### TASK TO COMPLETE
Copy each line exactly.

### DATA FOR PROCESSING

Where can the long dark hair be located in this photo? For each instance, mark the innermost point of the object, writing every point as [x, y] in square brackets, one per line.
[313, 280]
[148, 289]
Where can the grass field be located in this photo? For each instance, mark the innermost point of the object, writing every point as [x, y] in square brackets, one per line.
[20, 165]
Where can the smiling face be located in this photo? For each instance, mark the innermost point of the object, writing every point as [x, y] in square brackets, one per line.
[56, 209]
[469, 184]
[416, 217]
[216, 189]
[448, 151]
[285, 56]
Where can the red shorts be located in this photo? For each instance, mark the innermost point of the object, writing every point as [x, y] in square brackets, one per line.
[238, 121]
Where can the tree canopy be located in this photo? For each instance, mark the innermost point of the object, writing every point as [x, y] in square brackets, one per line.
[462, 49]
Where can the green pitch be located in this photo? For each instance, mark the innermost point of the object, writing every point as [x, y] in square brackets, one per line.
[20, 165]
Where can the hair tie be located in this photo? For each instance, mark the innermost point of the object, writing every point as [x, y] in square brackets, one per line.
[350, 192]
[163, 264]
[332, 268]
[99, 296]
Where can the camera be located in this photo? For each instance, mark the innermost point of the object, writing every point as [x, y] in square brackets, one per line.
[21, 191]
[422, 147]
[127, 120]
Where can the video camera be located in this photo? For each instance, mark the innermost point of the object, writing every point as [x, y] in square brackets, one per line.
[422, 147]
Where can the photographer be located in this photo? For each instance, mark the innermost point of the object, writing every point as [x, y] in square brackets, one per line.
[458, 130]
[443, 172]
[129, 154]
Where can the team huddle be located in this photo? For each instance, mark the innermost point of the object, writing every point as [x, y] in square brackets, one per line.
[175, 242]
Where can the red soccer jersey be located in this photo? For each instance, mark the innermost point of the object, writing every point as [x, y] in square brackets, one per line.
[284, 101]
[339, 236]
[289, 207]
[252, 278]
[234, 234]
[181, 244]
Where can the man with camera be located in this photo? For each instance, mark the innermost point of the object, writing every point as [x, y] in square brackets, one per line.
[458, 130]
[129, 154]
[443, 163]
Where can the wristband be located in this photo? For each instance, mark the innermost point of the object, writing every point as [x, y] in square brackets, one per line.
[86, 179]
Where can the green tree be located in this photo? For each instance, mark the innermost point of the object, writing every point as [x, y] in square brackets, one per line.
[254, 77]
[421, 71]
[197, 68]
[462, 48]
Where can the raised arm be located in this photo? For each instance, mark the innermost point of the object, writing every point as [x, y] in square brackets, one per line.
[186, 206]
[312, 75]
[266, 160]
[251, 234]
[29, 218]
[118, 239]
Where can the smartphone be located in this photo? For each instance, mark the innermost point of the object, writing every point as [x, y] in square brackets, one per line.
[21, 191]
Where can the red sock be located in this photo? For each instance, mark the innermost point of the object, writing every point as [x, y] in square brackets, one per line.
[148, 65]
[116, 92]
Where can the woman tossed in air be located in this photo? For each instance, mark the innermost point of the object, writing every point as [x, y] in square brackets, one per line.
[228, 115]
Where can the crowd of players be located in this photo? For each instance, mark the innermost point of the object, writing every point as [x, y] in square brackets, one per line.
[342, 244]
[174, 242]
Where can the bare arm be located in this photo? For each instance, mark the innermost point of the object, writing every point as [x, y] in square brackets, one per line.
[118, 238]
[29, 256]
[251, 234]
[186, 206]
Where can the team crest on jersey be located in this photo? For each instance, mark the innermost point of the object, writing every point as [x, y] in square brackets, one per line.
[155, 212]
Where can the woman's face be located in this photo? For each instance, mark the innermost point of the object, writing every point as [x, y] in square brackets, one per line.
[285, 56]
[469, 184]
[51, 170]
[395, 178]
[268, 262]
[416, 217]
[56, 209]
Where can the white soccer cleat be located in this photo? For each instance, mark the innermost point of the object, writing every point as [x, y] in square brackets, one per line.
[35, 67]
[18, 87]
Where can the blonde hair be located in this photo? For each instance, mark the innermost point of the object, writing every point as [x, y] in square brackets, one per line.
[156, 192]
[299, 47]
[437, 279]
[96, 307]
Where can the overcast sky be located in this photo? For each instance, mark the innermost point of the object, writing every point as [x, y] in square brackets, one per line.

### ANSWER IN FULL
Where can the long dark hair be located in this photo? For each instance, mark the innermost point of the object, writing every point as [x, y] in square brackets, one per line.
[313, 280]
[148, 289]
Where can the grass field be located in this photo? For each instance, mark the innermost point of the object, writing every point as [x, y] in square brackets, one per line.
[20, 165]
Where can the smiling face be located in this photo? For each instance, mark the innermost point of the object, writing every point as [x, y] in square brackets, one per line.
[56, 209]
[469, 184]
[416, 217]
[216, 189]
[448, 151]
[285, 56]
Where can the red shorts be located in this photo? For each instance, mark the innermost point of the object, writing every point as [x, y] in square brackets, one per line.
[238, 121]
Where can the tree canopy be located in this photo? For each instance, mark the innermost point of the object, writing every point as [x, y] in square brackets, one per line.
[462, 49]
Where can the green pitch be located in this photo? For each instance, mark the innermost point of the object, writing every point as [x, y] in square brackets, one per line.
[20, 165]
Where can the hair tie be located in this photo? For each instance, mark the innermost point of the object, writing every point as [x, y] in square brackets, one per line.
[350, 192]
[163, 264]
[332, 268]
[99, 296]
Where can the camera be located in this photo? For each instance, mark the innermost point of the object, writing every point as [x, y] in square brackets, one per line.
[21, 191]
[422, 147]
[127, 120]
Where can the video camera be located in this photo? For each instance, mark the innermost point of the object, writing every point as [x, y] in square brackets, one per line.
[422, 147]
Where can the photographer be located in this photo? For each instance, mark the innermost point of the object, writing every point as [x, y] in square brackets, one per line.
[458, 130]
[443, 172]
[129, 154]
Where can the team huddle be located in this photo? For each instance, mark the innermost point of the object, writing every point as [x, y] in square brackets, one per line.
[175, 242]
Where can the red soccer jersey be located in this photo? For each instance, mark the innermost point of the object, writing every point as [x, y] in square brackets, one per line.
[284, 101]
[339, 236]
[289, 207]
[252, 278]
[234, 234]
[181, 244]
Where can the man with camera be located in this photo? For each instance, mark the innermost point of the object, writing every point as [x, y] in square brackets, one per line.
[458, 130]
[129, 154]
[443, 163]
Where can the wristband be located in this photo? For each instance, mark the innermost point of the object, writing every point as [x, y] in square brackets, one per line.
[86, 179]
Where can the green tree be located in this photo? For each instance, mark the innermost point of the object, writing every point as [x, y] in square brackets, one per line.
[254, 77]
[421, 71]
[197, 68]
[462, 48]
Where can the raised arm be located in this photo? For each instance, mark the innermost point of the object, writing every point as [x, y] in square brackets, one per line.
[186, 206]
[312, 75]
[266, 160]
[251, 234]
[29, 218]
[118, 239]
Where can the smartphone be located in this photo? For each instance, mark the innermost point of the object, writing every point as [x, y] in square brackets, one per line.
[21, 191]
Where can the red sock be located in this photo? For each instance, mark the innermost point of the object, writing every point as [x, y] in square brackets, one per line.
[148, 65]
[116, 92]
Where can the woman tossed in air be located in this photo? For each instance, mark the innermost point of the object, writing every point as [x, y] in square brackets, one per line.
[228, 115]
Where can the crowd of players be located in this photo? For each instance, mark the innermost point of the object, writing every point as [x, y] in square brackets, one per line.
[342, 244]
[174, 242]
Where can the bare arm be located in this photo? For each instance, mark the innermost point of the object, writing every point as [x, y] in square brackets, one per line.
[118, 238]
[29, 256]
[251, 234]
[186, 206]
Where can the team crest on jersey be located in this photo? For each instance, mark the innermost point of the object, writing every point as [x, y] in square brackets, one per line.
[155, 212]
Where can the woman's face be located in this photo? For each instance, mark the innermost point of the object, writing every point as [x, y] in square brackets, one per line.
[285, 56]
[469, 184]
[51, 170]
[395, 178]
[268, 262]
[416, 217]
[56, 209]
Where can the white soccer cleat be located in this photo? For each instance, mark the innermost point of the object, writing every point as [x, y] in square brackets, one per line.
[35, 67]
[18, 87]
Where can the blonde hair be located in this photo? For each instance, mark the innermost point of the object, writing every point as [x, y] in square brackets, one per line.
[156, 192]
[299, 47]
[437, 279]
[96, 307]
Where can the overcast sky be located in this photo? For each instance, mark the innermost point of the object, writing every point as [x, y] in square brackets, one per line.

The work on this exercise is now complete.